_What needs to be done_
Copy the records below with every "planogram cross-check" changed to "shelf audit", leaving everything else as it is.

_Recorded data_
+ + + + +
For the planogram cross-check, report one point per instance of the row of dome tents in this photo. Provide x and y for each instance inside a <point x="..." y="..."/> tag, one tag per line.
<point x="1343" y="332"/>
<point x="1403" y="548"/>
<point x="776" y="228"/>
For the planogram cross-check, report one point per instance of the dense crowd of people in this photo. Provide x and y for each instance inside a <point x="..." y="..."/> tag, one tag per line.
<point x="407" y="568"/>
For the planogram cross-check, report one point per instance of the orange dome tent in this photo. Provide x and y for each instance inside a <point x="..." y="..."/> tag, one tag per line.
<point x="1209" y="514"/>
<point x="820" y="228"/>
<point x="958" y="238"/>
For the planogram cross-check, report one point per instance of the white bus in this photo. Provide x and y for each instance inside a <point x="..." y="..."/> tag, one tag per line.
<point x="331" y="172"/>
+ + + + +
_Solved exercise_
For the shelf audit, report one point per instance of the row of dome tents in this photo. Provide x and y for each instance inside a <point x="..." y="..."/> tag, one tag per line.
<point x="1343" y="332"/>
<point x="1403" y="548"/>
<point x="776" y="228"/>
For the shelf audit, report one point per instance of the dense crowd of people in this photo. Provide x and y for each instance inside a <point x="..." y="..."/> tag, one tag per line.
<point x="407" y="568"/>
For the shelf audit, report one point per instance of the orange dome tent in this photo. Provide x and y for each instance inside a <point x="..." y="..."/> tag, one tag per line.
<point x="1209" y="514"/>
<point x="820" y="228"/>
<point x="958" y="238"/>
For the shelf audit, report one point per instance of the white bus in this photo. Provide x and y for each instance inside a <point x="..." y="..."/> tag, one tag per line.
<point x="331" y="172"/>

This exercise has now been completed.